• _ACTIVITY_: Every line containing the word "cabinet" must be pulled from the records.

• _LISTED ENTRIES_:
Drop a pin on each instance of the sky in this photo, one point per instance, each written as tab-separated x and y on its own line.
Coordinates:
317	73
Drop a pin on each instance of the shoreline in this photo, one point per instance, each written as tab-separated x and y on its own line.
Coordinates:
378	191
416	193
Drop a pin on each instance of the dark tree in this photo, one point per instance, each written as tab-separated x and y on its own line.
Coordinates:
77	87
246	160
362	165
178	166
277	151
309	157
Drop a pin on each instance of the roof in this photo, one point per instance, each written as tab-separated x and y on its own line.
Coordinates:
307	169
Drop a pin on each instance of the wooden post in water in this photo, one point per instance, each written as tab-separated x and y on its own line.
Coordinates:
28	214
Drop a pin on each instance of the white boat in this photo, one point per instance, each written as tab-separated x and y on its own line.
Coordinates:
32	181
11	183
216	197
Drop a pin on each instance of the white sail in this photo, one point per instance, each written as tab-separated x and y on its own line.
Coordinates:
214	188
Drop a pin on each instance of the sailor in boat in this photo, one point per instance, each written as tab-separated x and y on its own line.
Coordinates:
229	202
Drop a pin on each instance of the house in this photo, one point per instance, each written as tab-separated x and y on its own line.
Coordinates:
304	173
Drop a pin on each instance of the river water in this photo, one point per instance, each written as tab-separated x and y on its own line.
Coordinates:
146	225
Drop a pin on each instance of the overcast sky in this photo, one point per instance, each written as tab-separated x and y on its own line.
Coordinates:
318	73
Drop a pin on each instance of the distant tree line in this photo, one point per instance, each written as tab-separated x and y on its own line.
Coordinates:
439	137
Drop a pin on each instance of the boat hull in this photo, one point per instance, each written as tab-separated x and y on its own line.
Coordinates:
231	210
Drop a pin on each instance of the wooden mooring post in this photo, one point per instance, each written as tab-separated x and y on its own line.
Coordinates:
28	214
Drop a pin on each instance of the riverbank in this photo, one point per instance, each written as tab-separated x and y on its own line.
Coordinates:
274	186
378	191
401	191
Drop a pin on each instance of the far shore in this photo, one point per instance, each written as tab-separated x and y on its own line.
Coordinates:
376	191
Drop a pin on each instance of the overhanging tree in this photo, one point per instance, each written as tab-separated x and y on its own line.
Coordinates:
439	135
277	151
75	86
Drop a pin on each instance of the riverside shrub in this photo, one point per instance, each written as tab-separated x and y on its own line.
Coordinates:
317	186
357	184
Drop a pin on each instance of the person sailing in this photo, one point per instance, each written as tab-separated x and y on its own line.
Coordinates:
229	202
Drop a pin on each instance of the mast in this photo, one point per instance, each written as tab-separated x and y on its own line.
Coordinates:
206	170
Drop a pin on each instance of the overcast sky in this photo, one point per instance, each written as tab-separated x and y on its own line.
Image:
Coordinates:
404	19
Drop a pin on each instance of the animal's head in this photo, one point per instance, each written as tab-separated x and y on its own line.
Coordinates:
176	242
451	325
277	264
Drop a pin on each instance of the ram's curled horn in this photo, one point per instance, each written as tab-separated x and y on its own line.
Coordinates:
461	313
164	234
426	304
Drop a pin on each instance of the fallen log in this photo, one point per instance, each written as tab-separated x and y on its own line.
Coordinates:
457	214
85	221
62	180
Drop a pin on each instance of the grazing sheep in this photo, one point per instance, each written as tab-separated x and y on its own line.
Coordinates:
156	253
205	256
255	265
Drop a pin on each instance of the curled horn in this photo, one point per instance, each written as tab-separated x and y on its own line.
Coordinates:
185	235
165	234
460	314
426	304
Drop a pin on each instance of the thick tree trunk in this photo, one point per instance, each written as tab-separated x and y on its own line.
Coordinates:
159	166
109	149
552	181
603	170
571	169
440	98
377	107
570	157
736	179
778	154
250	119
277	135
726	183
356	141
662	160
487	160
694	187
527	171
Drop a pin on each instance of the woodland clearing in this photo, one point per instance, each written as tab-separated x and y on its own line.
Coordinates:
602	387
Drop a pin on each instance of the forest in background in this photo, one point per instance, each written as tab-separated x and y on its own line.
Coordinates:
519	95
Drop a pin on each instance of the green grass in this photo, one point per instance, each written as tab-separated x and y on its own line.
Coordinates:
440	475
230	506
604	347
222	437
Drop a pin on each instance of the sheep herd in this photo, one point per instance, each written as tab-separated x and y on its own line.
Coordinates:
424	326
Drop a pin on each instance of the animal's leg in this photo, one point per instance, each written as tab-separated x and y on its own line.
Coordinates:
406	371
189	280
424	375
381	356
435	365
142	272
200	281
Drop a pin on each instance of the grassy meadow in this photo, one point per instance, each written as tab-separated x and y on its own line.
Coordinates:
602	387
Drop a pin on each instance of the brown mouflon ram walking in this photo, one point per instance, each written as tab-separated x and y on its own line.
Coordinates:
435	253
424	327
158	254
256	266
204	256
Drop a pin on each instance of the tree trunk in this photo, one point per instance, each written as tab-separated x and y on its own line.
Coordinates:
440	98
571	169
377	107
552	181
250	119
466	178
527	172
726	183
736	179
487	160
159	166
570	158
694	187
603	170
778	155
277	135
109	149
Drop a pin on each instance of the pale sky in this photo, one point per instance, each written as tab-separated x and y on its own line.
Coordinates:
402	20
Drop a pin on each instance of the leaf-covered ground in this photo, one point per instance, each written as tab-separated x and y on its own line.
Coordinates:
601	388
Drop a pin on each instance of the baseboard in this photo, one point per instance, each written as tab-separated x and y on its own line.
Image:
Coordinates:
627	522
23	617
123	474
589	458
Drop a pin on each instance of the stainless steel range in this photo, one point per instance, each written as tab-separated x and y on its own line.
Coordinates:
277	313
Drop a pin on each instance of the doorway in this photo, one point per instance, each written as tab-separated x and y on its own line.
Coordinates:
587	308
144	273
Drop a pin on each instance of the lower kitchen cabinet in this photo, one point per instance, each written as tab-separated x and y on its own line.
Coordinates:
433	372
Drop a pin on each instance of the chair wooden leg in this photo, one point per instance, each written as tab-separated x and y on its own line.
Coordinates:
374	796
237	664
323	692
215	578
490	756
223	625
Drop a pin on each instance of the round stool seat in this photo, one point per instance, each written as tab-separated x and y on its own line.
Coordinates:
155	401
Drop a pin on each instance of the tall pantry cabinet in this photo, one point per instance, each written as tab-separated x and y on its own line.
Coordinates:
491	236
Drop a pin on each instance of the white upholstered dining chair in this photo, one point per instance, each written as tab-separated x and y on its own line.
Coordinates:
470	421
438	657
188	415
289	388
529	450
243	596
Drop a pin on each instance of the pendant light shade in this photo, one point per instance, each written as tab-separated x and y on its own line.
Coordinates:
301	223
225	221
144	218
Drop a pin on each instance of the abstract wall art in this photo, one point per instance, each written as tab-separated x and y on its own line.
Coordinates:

• _YOUR RESPONSE_:
Drop a pin on each instance of the lower kitchen cabinet in this photo, one point per instance, each written as tab-separated x and y on its own line.
Drop a pin on each instance of the tall pantry cabinet in this photo, one point per instance, each written as tab-separated x and y on its own line.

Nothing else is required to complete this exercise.